- Your instructions -
Please gather every line of the listing below that contains the word "metal", matching its case exactly.

%%

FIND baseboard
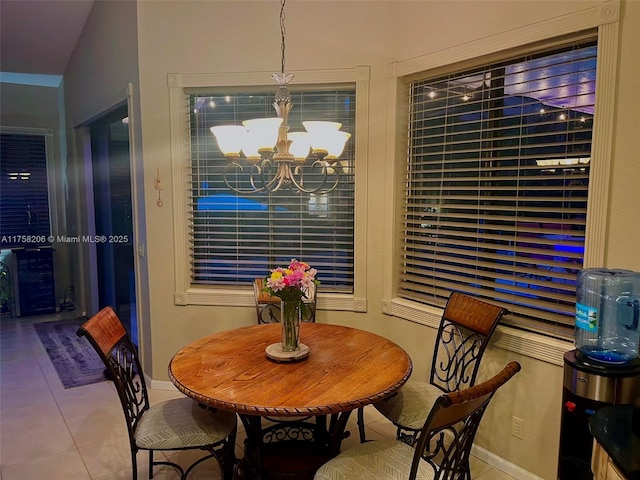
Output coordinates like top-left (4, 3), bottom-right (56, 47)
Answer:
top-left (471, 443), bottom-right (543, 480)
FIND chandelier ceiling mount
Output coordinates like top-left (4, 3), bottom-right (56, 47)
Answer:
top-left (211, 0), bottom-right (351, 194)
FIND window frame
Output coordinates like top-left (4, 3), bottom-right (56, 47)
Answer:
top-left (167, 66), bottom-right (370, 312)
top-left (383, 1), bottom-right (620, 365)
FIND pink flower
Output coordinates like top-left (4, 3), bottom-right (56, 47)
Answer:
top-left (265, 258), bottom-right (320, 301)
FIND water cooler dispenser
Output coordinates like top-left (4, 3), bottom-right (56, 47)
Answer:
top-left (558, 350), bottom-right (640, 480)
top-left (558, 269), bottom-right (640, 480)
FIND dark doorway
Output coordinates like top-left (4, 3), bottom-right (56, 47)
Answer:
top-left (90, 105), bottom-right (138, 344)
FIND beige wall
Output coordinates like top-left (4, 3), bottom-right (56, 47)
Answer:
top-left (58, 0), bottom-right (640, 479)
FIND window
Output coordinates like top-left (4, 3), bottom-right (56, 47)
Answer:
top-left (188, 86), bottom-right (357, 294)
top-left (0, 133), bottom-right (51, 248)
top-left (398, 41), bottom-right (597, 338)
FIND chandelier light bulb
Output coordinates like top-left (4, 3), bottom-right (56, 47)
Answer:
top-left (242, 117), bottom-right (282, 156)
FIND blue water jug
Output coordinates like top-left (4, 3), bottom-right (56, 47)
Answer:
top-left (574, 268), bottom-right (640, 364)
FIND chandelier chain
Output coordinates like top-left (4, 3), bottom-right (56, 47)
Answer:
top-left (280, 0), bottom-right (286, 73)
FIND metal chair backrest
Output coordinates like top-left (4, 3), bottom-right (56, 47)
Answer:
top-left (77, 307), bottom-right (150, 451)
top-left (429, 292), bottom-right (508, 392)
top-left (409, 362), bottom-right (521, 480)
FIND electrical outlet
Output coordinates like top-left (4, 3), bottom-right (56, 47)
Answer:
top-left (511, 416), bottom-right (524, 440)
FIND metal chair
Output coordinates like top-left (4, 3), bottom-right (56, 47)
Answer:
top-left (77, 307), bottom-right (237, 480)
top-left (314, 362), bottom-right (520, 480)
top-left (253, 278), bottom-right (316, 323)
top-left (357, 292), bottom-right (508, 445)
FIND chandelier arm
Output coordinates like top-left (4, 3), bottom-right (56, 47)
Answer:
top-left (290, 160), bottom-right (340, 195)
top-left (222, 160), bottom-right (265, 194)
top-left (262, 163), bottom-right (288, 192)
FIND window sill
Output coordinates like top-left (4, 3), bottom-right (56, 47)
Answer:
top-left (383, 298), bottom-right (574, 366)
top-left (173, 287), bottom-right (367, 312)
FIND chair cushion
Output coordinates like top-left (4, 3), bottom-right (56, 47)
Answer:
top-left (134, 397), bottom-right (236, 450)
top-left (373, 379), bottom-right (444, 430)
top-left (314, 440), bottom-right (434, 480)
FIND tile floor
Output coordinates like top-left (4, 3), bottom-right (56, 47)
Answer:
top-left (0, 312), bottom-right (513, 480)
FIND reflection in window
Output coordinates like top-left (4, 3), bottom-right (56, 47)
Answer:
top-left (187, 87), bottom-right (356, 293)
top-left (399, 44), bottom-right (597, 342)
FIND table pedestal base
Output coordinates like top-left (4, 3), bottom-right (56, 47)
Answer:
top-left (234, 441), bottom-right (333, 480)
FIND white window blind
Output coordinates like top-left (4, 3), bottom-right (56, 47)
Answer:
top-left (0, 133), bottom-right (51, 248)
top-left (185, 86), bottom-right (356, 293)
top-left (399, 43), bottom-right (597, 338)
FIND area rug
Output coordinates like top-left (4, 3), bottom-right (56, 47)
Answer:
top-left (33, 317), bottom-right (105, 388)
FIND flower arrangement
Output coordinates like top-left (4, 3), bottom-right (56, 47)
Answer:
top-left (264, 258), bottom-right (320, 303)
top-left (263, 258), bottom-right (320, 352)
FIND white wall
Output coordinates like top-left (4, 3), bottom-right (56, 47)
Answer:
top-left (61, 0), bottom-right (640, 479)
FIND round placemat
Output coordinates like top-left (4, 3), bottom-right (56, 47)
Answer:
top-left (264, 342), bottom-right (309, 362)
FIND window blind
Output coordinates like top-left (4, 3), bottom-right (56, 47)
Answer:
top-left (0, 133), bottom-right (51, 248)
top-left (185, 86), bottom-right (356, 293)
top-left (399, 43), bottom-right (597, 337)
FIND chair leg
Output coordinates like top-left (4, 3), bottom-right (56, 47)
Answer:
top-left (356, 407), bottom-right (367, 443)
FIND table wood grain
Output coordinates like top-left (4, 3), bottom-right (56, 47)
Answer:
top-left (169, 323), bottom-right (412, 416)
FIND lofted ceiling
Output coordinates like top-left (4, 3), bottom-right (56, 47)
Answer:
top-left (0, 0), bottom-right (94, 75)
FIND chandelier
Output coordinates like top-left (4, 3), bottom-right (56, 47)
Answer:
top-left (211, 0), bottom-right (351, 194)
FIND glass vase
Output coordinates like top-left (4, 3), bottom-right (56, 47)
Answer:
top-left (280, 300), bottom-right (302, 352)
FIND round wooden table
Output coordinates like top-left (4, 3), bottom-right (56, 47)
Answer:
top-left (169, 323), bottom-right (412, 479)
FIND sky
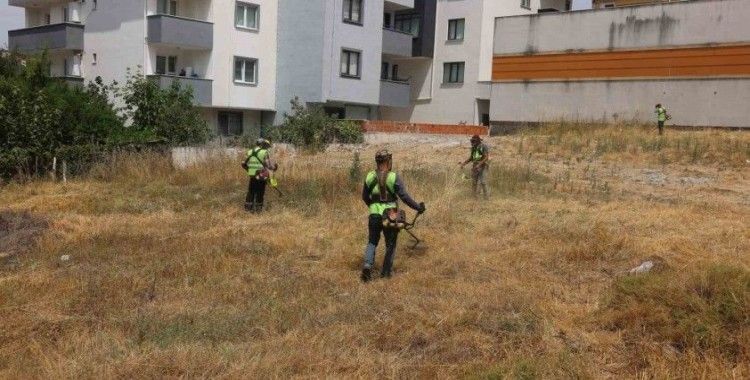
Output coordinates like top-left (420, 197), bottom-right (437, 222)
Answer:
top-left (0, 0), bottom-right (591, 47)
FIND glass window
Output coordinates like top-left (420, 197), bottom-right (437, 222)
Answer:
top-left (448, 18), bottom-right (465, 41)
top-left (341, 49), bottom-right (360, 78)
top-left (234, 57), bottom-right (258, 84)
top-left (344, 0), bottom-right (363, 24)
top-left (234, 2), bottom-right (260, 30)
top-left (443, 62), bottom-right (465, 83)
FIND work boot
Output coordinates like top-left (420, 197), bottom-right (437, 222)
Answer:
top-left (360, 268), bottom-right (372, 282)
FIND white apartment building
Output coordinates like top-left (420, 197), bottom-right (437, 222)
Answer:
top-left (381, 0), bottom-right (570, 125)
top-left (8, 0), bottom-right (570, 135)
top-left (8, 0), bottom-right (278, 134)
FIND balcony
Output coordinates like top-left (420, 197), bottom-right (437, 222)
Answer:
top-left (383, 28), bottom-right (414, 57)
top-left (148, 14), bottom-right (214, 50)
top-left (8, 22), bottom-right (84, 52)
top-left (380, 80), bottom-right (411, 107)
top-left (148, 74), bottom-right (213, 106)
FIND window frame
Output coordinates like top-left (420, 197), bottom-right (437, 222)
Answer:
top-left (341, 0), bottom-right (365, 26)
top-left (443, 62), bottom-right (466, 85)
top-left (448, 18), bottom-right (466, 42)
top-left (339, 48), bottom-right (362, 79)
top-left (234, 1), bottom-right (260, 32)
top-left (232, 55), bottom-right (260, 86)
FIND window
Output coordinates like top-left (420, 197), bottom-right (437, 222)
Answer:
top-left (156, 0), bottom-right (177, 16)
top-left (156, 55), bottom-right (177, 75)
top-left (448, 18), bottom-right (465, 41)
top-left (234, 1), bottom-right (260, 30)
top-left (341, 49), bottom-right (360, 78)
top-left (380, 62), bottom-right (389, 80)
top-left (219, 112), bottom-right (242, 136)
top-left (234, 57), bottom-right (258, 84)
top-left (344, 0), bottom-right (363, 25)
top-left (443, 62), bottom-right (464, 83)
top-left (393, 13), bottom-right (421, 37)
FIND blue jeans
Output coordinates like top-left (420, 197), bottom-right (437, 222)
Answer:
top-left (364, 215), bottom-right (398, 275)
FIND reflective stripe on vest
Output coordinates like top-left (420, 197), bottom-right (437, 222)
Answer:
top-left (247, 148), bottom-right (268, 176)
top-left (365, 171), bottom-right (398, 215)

%%

- Exercise result -
FIND metal chair backrest
FIND metal chair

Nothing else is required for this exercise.